[Natural language region descriptions]
####
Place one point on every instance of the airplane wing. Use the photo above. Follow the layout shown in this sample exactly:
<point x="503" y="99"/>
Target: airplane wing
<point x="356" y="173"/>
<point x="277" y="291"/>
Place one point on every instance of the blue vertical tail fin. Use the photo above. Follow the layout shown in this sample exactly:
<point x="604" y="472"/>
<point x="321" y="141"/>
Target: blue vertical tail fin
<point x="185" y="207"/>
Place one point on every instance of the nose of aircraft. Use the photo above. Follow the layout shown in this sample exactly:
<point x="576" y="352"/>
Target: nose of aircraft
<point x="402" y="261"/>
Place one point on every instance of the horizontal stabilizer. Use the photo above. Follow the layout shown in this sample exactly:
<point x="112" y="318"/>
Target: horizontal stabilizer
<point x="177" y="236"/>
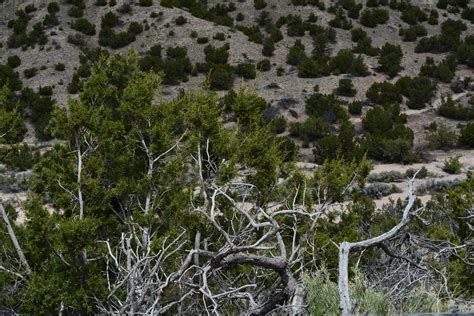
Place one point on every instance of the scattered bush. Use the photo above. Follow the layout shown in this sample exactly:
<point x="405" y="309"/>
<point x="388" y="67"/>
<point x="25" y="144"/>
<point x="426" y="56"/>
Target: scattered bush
<point x="346" y="88"/>
<point x="13" y="61"/>
<point x="452" y="165"/>
<point x="84" y="26"/>
<point x="441" y="137"/>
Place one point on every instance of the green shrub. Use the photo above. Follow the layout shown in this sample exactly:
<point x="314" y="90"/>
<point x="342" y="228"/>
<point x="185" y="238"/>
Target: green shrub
<point x="390" y="59"/>
<point x="264" y="65"/>
<point x="202" y="40"/>
<point x="221" y="78"/>
<point x="84" y="26"/>
<point x="452" y="165"/>
<point x="181" y="20"/>
<point x="145" y="3"/>
<point x="346" y="88"/>
<point x="12" y="127"/>
<point x="355" y="108"/>
<point x="454" y="110"/>
<point x="259" y="4"/>
<point x="372" y="17"/>
<point x="13" y="61"/>
<point x="467" y="135"/>
<point x="441" y="137"/>
<point x="246" y="71"/>
<point x="19" y="157"/>
<point x="30" y="72"/>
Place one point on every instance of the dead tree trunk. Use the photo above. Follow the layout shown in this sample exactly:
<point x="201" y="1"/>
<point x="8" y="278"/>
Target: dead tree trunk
<point x="345" y="304"/>
<point x="14" y="240"/>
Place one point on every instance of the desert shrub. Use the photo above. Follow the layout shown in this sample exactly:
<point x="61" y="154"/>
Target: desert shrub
<point x="385" y="177"/>
<point x="145" y="3"/>
<point x="346" y="88"/>
<point x="221" y="77"/>
<point x="202" y="40"/>
<point x="75" y="12"/>
<point x="13" y="61"/>
<point x="268" y="47"/>
<point x="413" y="14"/>
<point x="452" y="165"/>
<point x="12" y="126"/>
<point x="180" y="20"/>
<point x="441" y="137"/>
<point x="372" y="17"/>
<point x="30" y="72"/>
<point x="412" y="33"/>
<point x="259" y="4"/>
<point x="390" y="59"/>
<point x="326" y="107"/>
<point x="215" y="55"/>
<point x="296" y="54"/>
<point x="264" y="65"/>
<point x="355" y="108"/>
<point x="246" y="71"/>
<point x="454" y="110"/>
<point x="443" y="71"/>
<point x="76" y="39"/>
<point x="19" y="157"/>
<point x="46" y="90"/>
<point x="467" y="135"/>
<point x="358" y="34"/>
<point x="313" y="68"/>
<point x="278" y="125"/>
<point x="219" y="36"/>
<point x="346" y="62"/>
<point x="109" y="20"/>
<point x="379" y="190"/>
<point x="84" y="26"/>
<point x="135" y="28"/>
<point x="53" y="7"/>
<point x="384" y="93"/>
<point x="418" y="90"/>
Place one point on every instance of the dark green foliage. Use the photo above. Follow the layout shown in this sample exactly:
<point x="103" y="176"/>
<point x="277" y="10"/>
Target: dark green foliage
<point x="296" y="54"/>
<point x="84" y="26"/>
<point x="13" y="61"/>
<point x="346" y="62"/>
<point x="217" y="55"/>
<point x="388" y="140"/>
<point x="454" y="110"/>
<point x="326" y="107"/>
<point x="135" y="28"/>
<point x="413" y="14"/>
<point x="418" y="90"/>
<point x="467" y="135"/>
<point x="19" y="157"/>
<point x="30" y="72"/>
<point x="384" y="93"/>
<point x="346" y="88"/>
<point x="53" y="8"/>
<point x="259" y="4"/>
<point x="443" y="71"/>
<point x="372" y="17"/>
<point x="180" y="20"/>
<point x="390" y="59"/>
<point x="268" y="47"/>
<point x="313" y="68"/>
<point x="412" y="33"/>
<point x="355" y="108"/>
<point x="145" y="3"/>
<point x="447" y="41"/>
<point x="264" y="65"/>
<point x="221" y="77"/>
<point x="246" y="71"/>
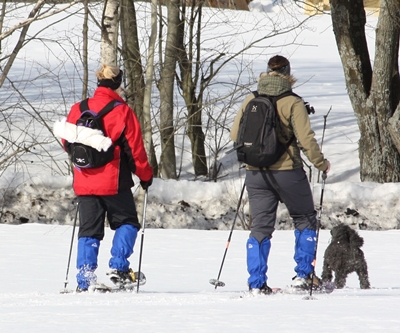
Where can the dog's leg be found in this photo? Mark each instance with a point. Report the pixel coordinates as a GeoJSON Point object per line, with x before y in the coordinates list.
{"type": "Point", "coordinates": [362, 272]}
{"type": "Point", "coordinates": [340, 279]}
{"type": "Point", "coordinates": [326, 275]}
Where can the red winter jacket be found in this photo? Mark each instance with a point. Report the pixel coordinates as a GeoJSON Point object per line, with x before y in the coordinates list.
{"type": "Point", "coordinates": [129, 155]}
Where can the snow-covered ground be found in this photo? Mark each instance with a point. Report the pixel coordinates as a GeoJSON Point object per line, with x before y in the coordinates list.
{"type": "Point", "coordinates": [179, 258]}
{"type": "Point", "coordinates": [178, 297]}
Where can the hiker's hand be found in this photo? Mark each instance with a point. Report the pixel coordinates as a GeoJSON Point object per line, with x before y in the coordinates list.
{"type": "Point", "coordinates": [146, 184]}
{"type": "Point", "coordinates": [329, 166]}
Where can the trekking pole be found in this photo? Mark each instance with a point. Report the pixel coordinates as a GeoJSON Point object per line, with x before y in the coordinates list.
{"type": "Point", "coordinates": [142, 239]}
{"type": "Point", "coordinates": [216, 282]}
{"type": "Point", "coordinates": [70, 248]}
{"type": "Point", "coordinates": [324, 175]}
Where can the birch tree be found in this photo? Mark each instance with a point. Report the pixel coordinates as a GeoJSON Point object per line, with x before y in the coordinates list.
{"type": "Point", "coordinates": [166, 88]}
{"type": "Point", "coordinates": [109, 32]}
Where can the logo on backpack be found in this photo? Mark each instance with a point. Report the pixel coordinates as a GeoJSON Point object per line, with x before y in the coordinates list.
{"type": "Point", "coordinates": [257, 142]}
{"type": "Point", "coordinates": [84, 156]}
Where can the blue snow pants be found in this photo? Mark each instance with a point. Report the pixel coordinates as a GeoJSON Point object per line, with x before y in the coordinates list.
{"type": "Point", "coordinates": [122, 216]}
{"type": "Point", "coordinates": [264, 199]}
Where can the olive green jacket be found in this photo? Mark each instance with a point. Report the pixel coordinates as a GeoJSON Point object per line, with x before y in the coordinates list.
{"type": "Point", "coordinates": [294, 120]}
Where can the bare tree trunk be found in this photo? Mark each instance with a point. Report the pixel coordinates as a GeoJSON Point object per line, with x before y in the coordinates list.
####
### Exercise goal:
In the copy, include every line of the entries above exactly and none of the pictures.

### Result of the task:
Place one point on every instance of the airplane wing. Use the photo above. Follow the layout shown in this sample exactly:
<point x="503" y="99"/>
Target: airplane wing
<point x="356" y="173"/>
<point x="277" y="291"/>
Place one point on every instance of the blue vertical tail fin. Use the photo above. Follow the layout shown in this sample exactly:
<point x="604" y="472"/>
<point x="321" y="141"/>
Target: blue vertical tail fin
<point x="185" y="207"/>
Place one point on every instance of the nose of aircraft. Use the photo above. Follow the layout shown in this sample exactly:
<point x="576" y="352"/>
Target: nose of aircraft
<point x="402" y="261"/>
Place one point on every instance of the horizontal stabilizer. Use the photo above. Follow the layout shown in this sample exactly:
<point x="112" y="318"/>
Target: horizontal stabilizer
<point x="177" y="236"/>
Place one point on every instance of the scattered bush. Use the photo above. Follow the layout shown in this sample exactly:
<point x="405" y="309"/>
<point x="388" y="67"/>
<point x="25" y="144"/>
<point x="426" y="56"/>
Target: scattered bush
<point x="346" y="88"/>
<point x="13" y="61"/>
<point x="452" y="165"/>
<point x="84" y="26"/>
<point x="441" y="137"/>
Place one point on every instance of the green shrub. Use the photo above. Follow the layout shown in this sample exactly:
<point x="314" y="90"/>
<point x="342" y="228"/>
<point x="185" y="238"/>
Target: green shrub
<point x="390" y="59"/>
<point x="264" y="65"/>
<point x="202" y="40"/>
<point x="221" y="78"/>
<point x="84" y="26"/>
<point x="452" y="165"/>
<point x="181" y="20"/>
<point x="145" y="3"/>
<point x="346" y="88"/>
<point x="12" y="127"/>
<point x="355" y="108"/>
<point x="454" y="110"/>
<point x="259" y="4"/>
<point x="372" y="17"/>
<point x="13" y="61"/>
<point x="467" y="135"/>
<point x="441" y="137"/>
<point x="246" y="71"/>
<point x="19" y="157"/>
<point x="30" y="72"/>
Place one point on every instance of the dead tree trunk. Use the photo above. Follow the layout shown in this sample exactly:
<point x="201" y="1"/>
<point x="8" y="278"/>
Target: dead tree trunk
<point x="345" y="304"/>
<point x="14" y="240"/>
Place one point on every instance of the desert shrub. Use the photo above. Follow the layout shown in this sample exactly:
<point x="61" y="154"/>
Target: desert shrub
<point x="385" y="177"/>
<point x="145" y="3"/>
<point x="346" y="88"/>
<point x="221" y="77"/>
<point x="202" y="40"/>
<point x="75" y="12"/>
<point x="13" y="61"/>
<point x="268" y="47"/>
<point x="413" y="14"/>
<point x="452" y="165"/>
<point x="12" y="126"/>
<point x="180" y="20"/>
<point x="441" y="137"/>
<point x="372" y="17"/>
<point x="30" y="72"/>
<point x="412" y="33"/>
<point x="259" y="4"/>
<point x="390" y="59"/>
<point x="326" y="107"/>
<point x="215" y="55"/>
<point x="296" y="54"/>
<point x="264" y="65"/>
<point x="355" y="108"/>
<point x="246" y="71"/>
<point x="454" y="110"/>
<point x="443" y="71"/>
<point x="76" y="39"/>
<point x="19" y="157"/>
<point x="46" y="90"/>
<point x="467" y="135"/>
<point x="358" y="34"/>
<point x="313" y="68"/>
<point x="278" y="125"/>
<point x="219" y="36"/>
<point x="346" y="62"/>
<point x="109" y="20"/>
<point x="379" y="190"/>
<point x="84" y="26"/>
<point x="135" y="28"/>
<point x="53" y="7"/>
<point x="384" y="93"/>
<point x="418" y="90"/>
Place one point on every instance of the dark green foliage. Use the photo above. Follow the layout shown in this sample exactly:
<point x="103" y="176"/>
<point x="277" y="10"/>
Target: dark green foliage
<point x="296" y="54"/>
<point x="84" y="26"/>
<point x="13" y="61"/>
<point x="346" y="62"/>
<point x="217" y="55"/>
<point x="388" y="140"/>
<point x="454" y="110"/>
<point x="326" y="107"/>
<point x="135" y="28"/>
<point x="413" y="14"/>
<point x="418" y="90"/>
<point x="467" y="135"/>
<point x="19" y="157"/>
<point x="30" y="72"/>
<point x="384" y="93"/>
<point x="346" y="88"/>
<point x="53" y="8"/>
<point x="259" y="4"/>
<point x="443" y="71"/>
<point x="372" y="17"/>
<point x="180" y="20"/>
<point x="390" y="59"/>
<point x="268" y="47"/>
<point x="313" y="68"/>
<point x="412" y="33"/>
<point x="355" y="108"/>
<point x="145" y="3"/>
<point x="447" y="41"/>
<point x="264" y="65"/>
<point x="221" y="77"/>
<point x="246" y="71"/>
Where can the dog's leg be found in this photo? Mark each instance with a point. Report the pixel coordinates as a GeoJSON Point object per line, with x before y in the coordinates list.
{"type": "Point", "coordinates": [362, 272]}
{"type": "Point", "coordinates": [340, 279]}
{"type": "Point", "coordinates": [326, 275]}
Where can the red winter jacket be found in this photo? Mark each instance with a point. Report the pixel coordinates as a GeoJSON Point object per line, with x before y in the coordinates list.
{"type": "Point", "coordinates": [129, 155]}
Where can the snow-covered ground be found in this photo? Mark each instance with a point. Report the pixel coordinates as a GeoJSON Point object per line, with x before y in the coordinates list.
{"type": "Point", "coordinates": [179, 258]}
{"type": "Point", "coordinates": [178, 297]}
Where can the hiker's hand be found in this photo? Mark each instance with a point. Report the pixel coordinates as a GeoJSON Point object per line, with x before y in the coordinates list.
{"type": "Point", "coordinates": [146, 184]}
{"type": "Point", "coordinates": [329, 166]}
Where can the trekking pole be found in this photo? Mark each instance with a point. Report the pixel coordinates as a GeoJSON Point object per line, with x before y in the coordinates list.
{"type": "Point", "coordinates": [142, 239]}
{"type": "Point", "coordinates": [216, 282]}
{"type": "Point", "coordinates": [70, 248]}
{"type": "Point", "coordinates": [324, 175]}
Where can the birch tree be found in this photo? Mark each instance with a point. Report the pixel coordinates as a GeoJSON Point object per line, with x before y in the coordinates list.
{"type": "Point", "coordinates": [166, 88]}
{"type": "Point", "coordinates": [109, 32]}
Where can the logo on backpack be found in this photo? Mark each instance with a point. Report the pixel coordinates as a GeoJSON Point object per line, with x before y in the coordinates list.
{"type": "Point", "coordinates": [257, 142]}
{"type": "Point", "coordinates": [84, 156]}
Where can the blue snow pants be found in this photo? Mark each instance with a point. Report the pixel coordinates as a GeoJSON Point object per line, with x before y in the coordinates list.
{"type": "Point", "coordinates": [122, 216]}
{"type": "Point", "coordinates": [264, 199]}
Where can the olive green jacket be found in this photo? Mark each instance with a point. Report the pixel coordinates as a GeoJSON Point object per line, with x before y in the coordinates list.
{"type": "Point", "coordinates": [294, 120]}
Where can the bare tree trunk be found in this photo? Mark each instance with a point. Report the pixel coordinates as a GeoJSON Point object per line, with x before y in the coordinates list.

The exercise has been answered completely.